* COMPLETE THE FOLLOWING
(a) Write down the part of the coffee shop thread from "## MildredM (Feb" to "No. Thank. You!", word for word.
(b) Extend the forum thread about quitting a job to open a coffee shop, picking up right after its last line.

# Does anyone else dream of quitting their job and starting a coffee shop?



## BeanandComeandGone (Jun 11, 2015)

...Or is it just me?


----------



## Dylan (Dec 5, 2011)

Yup, one day.


----------



## CageyH (Oct 8, 2017)

No. I am quite happy in my current job. It is more of a "Bistro" culture here in France so a proper coffee shop strikes me as hard work!


----------



## Stevie (Nov 18, 2015)

I had this dream about 3 years ago... and my shop opens in 2 weeks!


----------



## 4515 (Jan 30, 2013)

Not me.

I think it would become a chore rather than a hobby


----------



## DavecUK (Aug 6, 2013)

BeanandComeandGone said:


> ...Or is it just me?


I think you are the first person to ever have that dream......................


----------



## Jony (Sep 8, 2017)

It would be a chore! for me


----------



## Scotford (Apr 24, 2014)

Nah.


----------



## Obnic (Jan 14, 2014)

Own business = extremely hard work, no real holidays, huge uncertainty, tremendous stress, total responsibility for your employees, never having to say 'yessir' to a crap boss.... worth it every minute of every day.


----------



## MildredM (Feb 13, 2017)

I did once . . . Then I removed my rose-tinted glasses









There is nothing wrong working for oneself, but in the food/drink industry?, And coffee especially? No. Thank. You!


----------



## Scotford (Apr 24, 2014)

Obnic said:


> never having to say 'yessir' to a crap boss.... worth it every minute of every day.


This is easily the best bit of the job.


----------



## Hasi (Dec 27, 2017)

DavecUK said:


> I think you are the first person to ever have that dream......................

* DATA SEGMENT
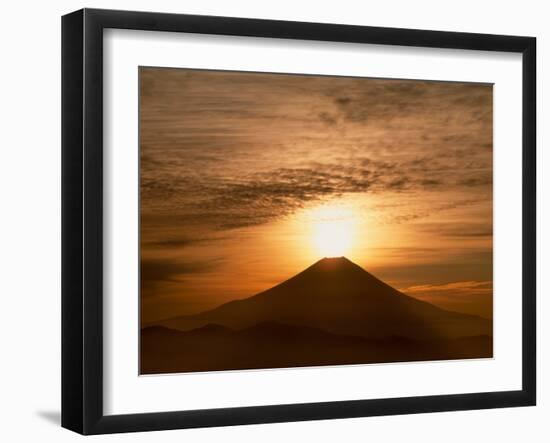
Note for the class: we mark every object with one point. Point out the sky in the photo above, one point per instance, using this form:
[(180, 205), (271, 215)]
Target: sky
[(246, 179)]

* OUTPUTS
(a)
## MildredM (Feb 13, 2017)

I did once . . . Then I removed my rose-tinted glasses









There is nothing wrong working for oneself, but in the food/drink industry?, And coffee especially? No. Thank. You!

(b)
Actually, we've at least been talking about a small outlet accompanying our future roastery







we're based out in the countryside, so you wouldn't find proper coffee houses nearby. On the other side, this also means you wouldn't necessarily have respective bypassing customers straight away. Word of mouth would be an even bigger factor to attract the appropriate audience.

In general, we don't strive to be a world champion roastery, but provide the best and freshest beans for the people in our environment. So it could work out to also brew and serve - but one thing at a time and we'll see... we won't stress it - the real dream for now is roasting!


----------



## kdr152 (Dec 27, 2017)

Every day! Have the idea, the associated businesses and the name. Just need the skills!







.

Cycling plus coffee plus a few other additions and a few stolen ideas and I reckon it could be a winner. Hard work and marketing to support.

Maybe?! Would prefer to work myself to a standstill knowing it was my money then doing it now knowing it's someone else reaping!


----------



## Nopapercup (Nov 6, 2016)

kdr152 said:


> Every day! Have the idea, the associated businesses and the name. Just need the skills!
> 
> 
> 
> ...


Rapha Cycle Club does this in Soho and they seem to be always busy.


----------



## buzz (Jun 1, 2017)

Well quit my job to travel, but upon my return I plan to open a mobile business. Not quite as scary as a shop, but still an adventure..


----------



## 4515 (Jan 30, 2013)

Obnic said:


> Own business = extremely hard work, no real holidays, huge uncertainty, tremendous stress, total responsibility for your employees, never having to say 'yessir' to a crap boss.... worth it every minute of every day.


Agreed


----------



## Teejay (Dec 4, 2017)

Not something I would consider a dream. Seems like more hard work and worry.


----------



## buzz (Jun 1, 2017)

One way to approach this, without the huge financial risk, would be to try and get a little corner of an existing high street shop. I believe Gwilyn Davies started this way in a clothes shop in London.


----------



## Dumnorix (Dec 29, 2017)

I do have a long term aim to do so. In the meantime I am planning to see if I can get some experience in the trade- I am currently working part time so this will be a possibility as I have a day off a week. My only worry is that it could become a chore, as other posters have mentioned.


----------



## Grimley (Jan 18, 2015)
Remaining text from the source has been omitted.